What you have to do
Render the records below as a two-column CSV with the header row instruction,points. Give one row per record, with its text under instruction and its answer under points, each field in double quotes and any line breaks inside a field replaced by spaces.

Data lines
[start]
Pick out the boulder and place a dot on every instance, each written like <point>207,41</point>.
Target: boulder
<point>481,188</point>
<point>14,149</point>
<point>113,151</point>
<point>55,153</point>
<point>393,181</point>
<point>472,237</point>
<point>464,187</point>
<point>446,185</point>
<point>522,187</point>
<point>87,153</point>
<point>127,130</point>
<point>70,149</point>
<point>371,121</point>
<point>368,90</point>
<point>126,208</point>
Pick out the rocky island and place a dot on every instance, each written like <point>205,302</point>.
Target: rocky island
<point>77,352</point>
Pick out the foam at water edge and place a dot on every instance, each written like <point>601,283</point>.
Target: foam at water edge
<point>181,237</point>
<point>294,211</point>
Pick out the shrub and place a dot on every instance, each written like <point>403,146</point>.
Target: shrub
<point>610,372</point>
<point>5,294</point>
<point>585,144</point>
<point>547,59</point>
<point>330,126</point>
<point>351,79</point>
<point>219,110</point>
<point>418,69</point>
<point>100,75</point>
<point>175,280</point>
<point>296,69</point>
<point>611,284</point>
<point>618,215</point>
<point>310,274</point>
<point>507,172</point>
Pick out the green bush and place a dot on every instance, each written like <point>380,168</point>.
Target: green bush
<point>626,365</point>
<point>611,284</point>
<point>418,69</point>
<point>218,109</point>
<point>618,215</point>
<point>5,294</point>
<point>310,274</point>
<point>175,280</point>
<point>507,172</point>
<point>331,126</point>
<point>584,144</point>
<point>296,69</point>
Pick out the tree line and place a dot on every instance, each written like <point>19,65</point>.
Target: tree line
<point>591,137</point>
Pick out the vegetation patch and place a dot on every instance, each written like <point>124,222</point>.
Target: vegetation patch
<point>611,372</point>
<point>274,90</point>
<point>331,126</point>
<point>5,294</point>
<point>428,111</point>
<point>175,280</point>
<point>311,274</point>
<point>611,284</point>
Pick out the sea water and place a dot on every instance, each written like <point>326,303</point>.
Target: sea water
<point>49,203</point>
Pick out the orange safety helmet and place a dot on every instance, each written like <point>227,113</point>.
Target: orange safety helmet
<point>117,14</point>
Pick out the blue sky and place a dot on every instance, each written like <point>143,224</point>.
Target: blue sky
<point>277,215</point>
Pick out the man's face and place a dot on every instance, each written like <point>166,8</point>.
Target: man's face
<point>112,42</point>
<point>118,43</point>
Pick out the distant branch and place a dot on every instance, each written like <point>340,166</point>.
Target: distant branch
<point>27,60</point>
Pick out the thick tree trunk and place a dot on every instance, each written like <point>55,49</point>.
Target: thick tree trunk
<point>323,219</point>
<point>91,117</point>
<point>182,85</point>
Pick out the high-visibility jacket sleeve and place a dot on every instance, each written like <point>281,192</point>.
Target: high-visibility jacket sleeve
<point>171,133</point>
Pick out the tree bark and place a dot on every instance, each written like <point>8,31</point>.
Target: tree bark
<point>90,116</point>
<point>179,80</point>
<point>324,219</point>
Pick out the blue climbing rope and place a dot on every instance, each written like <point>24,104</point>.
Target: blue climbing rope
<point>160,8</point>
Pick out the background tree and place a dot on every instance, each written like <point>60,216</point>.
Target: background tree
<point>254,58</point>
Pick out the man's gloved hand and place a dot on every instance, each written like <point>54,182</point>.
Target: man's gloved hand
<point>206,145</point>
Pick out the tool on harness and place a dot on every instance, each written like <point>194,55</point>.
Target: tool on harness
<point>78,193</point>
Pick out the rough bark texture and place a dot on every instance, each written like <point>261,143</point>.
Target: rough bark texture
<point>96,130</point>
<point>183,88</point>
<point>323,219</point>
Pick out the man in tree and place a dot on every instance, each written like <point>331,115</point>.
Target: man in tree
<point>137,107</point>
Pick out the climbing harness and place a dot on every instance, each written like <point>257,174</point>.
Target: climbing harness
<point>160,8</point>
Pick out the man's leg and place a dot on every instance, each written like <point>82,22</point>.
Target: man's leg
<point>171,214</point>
[end]
Exercise response
instruction,points
"Pick out the boulder and place a dot on every instance, each written like <point>207,41</point>. Target: boulder","<point>481,188</point> <point>14,149</point> <point>113,151</point> <point>55,153</point> <point>393,181</point> <point>472,237</point> <point>464,187</point> <point>446,185</point> <point>522,187</point> <point>87,153</point> <point>127,130</point> <point>70,149</point> <point>371,121</point> <point>368,90</point> <point>126,208</point>"
"Pick out the rocky island and place a dot on every instance, each written like <point>205,302</point>. Target: rocky island","<point>77,352</point>"
"Pick out the foam at water edge and place a dot on every instance, each written like <point>601,283</point>. Target: foam at water edge","<point>181,237</point> <point>294,211</point>"
"Pick out the shrub and place a dot on every instance, each written like <point>403,146</point>. Target: shrub","<point>610,372</point> <point>5,294</point> <point>585,144</point> <point>547,59</point> <point>330,126</point> <point>351,79</point> <point>219,110</point> <point>418,69</point> <point>100,75</point> <point>175,280</point> <point>296,69</point> <point>611,284</point> <point>618,215</point> <point>310,274</point> <point>507,172</point>"
"Pick out the green bush and place a dot on every instance, each written like <point>380,168</point>. Target: green bush","<point>626,365</point> <point>611,284</point> <point>418,69</point> <point>218,109</point> <point>618,215</point> <point>5,294</point> <point>310,274</point> <point>175,280</point> <point>507,172</point> <point>331,126</point> <point>584,144</point> <point>296,69</point>"
"Pick out the tree line and place a dot on every instance, each written like <point>19,65</point>. Target: tree line","<point>591,137</point>"
"Pick out the vegetation patch and place a dot on every instance, each written like <point>124,222</point>. Target: vegetation patch","<point>611,372</point> <point>274,90</point> <point>331,126</point> <point>5,294</point> <point>428,111</point> <point>175,280</point> <point>311,274</point> <point>611,284</point>"
"Pick out the sea water and place a dot on every instance, each written like <point>326,303</point>. Target: sea water","<point>49,203</point>"
"Pick out the orange safety helmet and place a dot on every instance, each written like <point>227,113</point>. Target: orange safety helmet","<point>117,14</point>"
"Pick out the blue sky and place a dot on every instance, each written like <point>143,224</point>. Target: blue sky","<point>277,215</point>"
"Pick out the man's face and place a dot on every instance, each written like <point>166,8</point>. Target: man's face","<point>112,42</point> <point>118,43</point>"
"Pick out the distant branch and place a dot on every instance, each written like <point>340,166</point>. Target: distant branch","<point>27,60</point>"
"Pick out the thick tree trunk and place a dot on every instance, each written like <point>55,49</point>. Target: thick tree trunk","<point>323,219</point> <point>91,117</point> <point>182,85</point>"
"Pick out the high-visibility jacket sleeve and place a dot on every instance, each written like <point>281,192</point>. Target: high-visibility jacket sleeve","<point>171,133</point>"
"Pick out the tree bark and place a dot on every instance, each written like <point>8,31</point>. Target: tree bark","<point>90,116</point> <point>179,80</point> <point>324,219</point>"
"Pick out the blue climbing rope and place a dot on every instance, each written like <point>24,104</point>. Target: blue climbing rope","<point>160,8</point>"
"Pick out the background tree and place a dot on every instance, each written like <point>60,216</point>. Target: background tree","<point>254,58</point>"
"Pick out the man's gloved hand and place a dot on every instance, each written like <point>54,182</point>. Target: man's gloved hand","<point>206,145</point>"
"Pick out the tool on harness and place a dot on every instance, each written like <point>194,55</point>. Target: tool on harness","<point>78,193</point>"
"Pick out the rough bark texture and place a dot on every instance, each written like <point>261,143</point>. Target: rough bark texture","<point>96,130</point> <point>183,88</point> <point>323,219</point>"
"Pick out the man in tree and place a dot on every instance, each written like <point>331,115</point>. Target: man in tree","<point>137,107</point>"
"Pick out the climbing harness and place a dot on every instance, each written like <point>257,174</point>. Target: climbing harness","<point>160,8</point>"
"Pick out the man's leg and place a dot on every instance, each written like <point>82,22</point>. Target: man's leg","<point>171,214</point>"